## REQUIRED TASKS
1. Answer these questions about the Tyrell Adams biography:
(a) On what date did Adams sign with the Seattle Seahawks after going undrafted?
(b) How many weeks did he spend with the Kansas City Chiefs before his release?
(c) On what date was he waived during his second stint with the Seahawks?
2. Duplicate everything in the Tyrell Adams biography from "Tyrell Adams (born" down to "and Buffalo Bills.".

## TEXT SEGMENT
>>>

Tyrell Adams (born April 11, 1992) is an American football linebacker who is a free agent. He played college football at West Georgia. He has also played for the Seattle Seahawks, Kansas City Chiefs, Oakland Raiders, Indianapolis Colts, Houston Texans and Buffalo Bills.

College career
Adams played college football at the University of West Georgia.

Professional career

Seattle Seahawks
Adams signed with the Seattle Seahawks on May 12, 2015, after going undrafted in the 2015 NFL Draft. He spent training camp with the Seahawks, but was waived during the roster cut downs on September 5, 2015.

Kansas City Chiefs
On September 14, 2015, Adams was signed to the Kansas City Chiefs practice squad. After spending four weeks with the Chiefs, he was released on October 13.

Seattle Seahawks (second stint)
On October 15, 2015, Adams was signed to the Seahawks practice squad, but was waived on October 29.

<<<

## INFORMATION SHOWN
>>>

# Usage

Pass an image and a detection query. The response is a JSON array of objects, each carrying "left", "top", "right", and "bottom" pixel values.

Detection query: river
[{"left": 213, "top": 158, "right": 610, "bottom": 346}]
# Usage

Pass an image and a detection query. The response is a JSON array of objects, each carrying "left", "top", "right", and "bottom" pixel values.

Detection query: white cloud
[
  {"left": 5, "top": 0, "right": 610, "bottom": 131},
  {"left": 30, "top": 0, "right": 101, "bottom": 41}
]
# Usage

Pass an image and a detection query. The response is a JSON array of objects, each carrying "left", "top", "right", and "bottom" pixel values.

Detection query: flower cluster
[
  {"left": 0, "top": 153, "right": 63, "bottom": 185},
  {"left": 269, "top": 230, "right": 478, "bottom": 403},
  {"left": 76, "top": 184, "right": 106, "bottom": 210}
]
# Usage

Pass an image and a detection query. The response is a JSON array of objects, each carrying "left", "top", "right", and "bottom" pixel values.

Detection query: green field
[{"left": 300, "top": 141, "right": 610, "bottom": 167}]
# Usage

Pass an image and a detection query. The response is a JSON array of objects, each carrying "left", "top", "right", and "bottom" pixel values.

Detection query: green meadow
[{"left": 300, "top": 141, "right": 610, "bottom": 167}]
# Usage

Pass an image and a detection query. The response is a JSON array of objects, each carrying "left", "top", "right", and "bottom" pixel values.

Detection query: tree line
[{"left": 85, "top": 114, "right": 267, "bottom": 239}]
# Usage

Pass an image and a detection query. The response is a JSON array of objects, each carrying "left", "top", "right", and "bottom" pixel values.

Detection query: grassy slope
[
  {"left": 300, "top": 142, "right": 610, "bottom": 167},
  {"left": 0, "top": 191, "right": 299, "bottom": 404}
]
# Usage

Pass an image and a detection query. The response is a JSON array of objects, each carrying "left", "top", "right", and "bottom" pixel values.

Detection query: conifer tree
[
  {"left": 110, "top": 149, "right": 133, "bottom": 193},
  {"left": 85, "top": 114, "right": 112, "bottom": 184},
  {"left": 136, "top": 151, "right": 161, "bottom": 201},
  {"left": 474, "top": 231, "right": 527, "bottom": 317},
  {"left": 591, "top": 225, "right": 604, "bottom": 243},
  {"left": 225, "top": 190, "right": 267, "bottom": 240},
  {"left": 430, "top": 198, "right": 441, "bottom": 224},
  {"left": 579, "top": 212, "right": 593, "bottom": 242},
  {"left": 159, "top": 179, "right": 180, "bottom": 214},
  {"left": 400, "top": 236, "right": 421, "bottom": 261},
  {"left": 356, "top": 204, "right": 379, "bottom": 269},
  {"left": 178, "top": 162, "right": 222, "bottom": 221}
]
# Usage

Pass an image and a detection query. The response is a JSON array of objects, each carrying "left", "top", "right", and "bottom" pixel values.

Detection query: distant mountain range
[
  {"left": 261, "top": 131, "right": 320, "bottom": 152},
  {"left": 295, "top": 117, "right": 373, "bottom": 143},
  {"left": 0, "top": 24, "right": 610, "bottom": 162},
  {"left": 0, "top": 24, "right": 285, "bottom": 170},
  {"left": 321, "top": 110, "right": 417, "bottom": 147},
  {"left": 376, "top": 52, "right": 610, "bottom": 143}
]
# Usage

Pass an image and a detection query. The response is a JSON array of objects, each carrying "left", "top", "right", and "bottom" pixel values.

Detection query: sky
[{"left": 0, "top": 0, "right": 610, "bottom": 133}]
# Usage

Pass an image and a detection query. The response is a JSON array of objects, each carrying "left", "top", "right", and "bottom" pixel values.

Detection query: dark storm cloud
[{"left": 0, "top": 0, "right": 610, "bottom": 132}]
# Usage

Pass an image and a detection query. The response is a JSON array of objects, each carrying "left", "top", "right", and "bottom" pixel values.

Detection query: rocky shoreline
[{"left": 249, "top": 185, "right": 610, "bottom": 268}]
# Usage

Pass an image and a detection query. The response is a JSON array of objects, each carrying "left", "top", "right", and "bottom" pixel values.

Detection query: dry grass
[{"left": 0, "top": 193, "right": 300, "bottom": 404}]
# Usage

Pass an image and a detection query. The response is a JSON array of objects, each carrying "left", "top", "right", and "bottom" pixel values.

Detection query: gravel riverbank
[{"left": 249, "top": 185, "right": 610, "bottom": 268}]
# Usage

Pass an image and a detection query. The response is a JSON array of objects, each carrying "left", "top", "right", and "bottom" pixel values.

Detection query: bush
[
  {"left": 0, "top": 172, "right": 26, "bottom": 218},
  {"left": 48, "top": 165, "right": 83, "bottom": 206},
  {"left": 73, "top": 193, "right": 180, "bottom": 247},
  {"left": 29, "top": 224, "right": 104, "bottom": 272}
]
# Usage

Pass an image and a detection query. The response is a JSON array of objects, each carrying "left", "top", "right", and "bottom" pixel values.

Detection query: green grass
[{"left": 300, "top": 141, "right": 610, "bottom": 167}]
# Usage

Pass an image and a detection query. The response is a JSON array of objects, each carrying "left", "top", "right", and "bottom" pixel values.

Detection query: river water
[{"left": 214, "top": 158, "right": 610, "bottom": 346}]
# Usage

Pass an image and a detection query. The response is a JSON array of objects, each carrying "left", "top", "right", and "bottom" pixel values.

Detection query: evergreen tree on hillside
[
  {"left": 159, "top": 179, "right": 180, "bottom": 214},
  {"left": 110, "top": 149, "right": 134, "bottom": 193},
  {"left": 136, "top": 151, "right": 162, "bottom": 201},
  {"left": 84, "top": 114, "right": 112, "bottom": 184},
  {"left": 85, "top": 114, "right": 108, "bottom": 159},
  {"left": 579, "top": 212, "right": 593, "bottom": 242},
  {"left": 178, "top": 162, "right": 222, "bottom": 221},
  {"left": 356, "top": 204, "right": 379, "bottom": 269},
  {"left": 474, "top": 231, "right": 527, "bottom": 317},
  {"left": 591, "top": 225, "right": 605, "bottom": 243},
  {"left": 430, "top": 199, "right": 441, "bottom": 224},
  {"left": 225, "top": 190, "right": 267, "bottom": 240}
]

<<<

## ANSWERS TO EACH TASK
1.
(a) May 12, 2015
(b) Four weeks
(c) October 29, 2015

2.
Tyrell Adams (born April 11, 1992) is an American football linebacker who is a free agent. He played college football at West Georgia. He has also played for the Seattle Seahawks, Kansas City Chiefs, Oakland Raiders, Indianapolis Colts, Houston Texans and Buffalo Bills.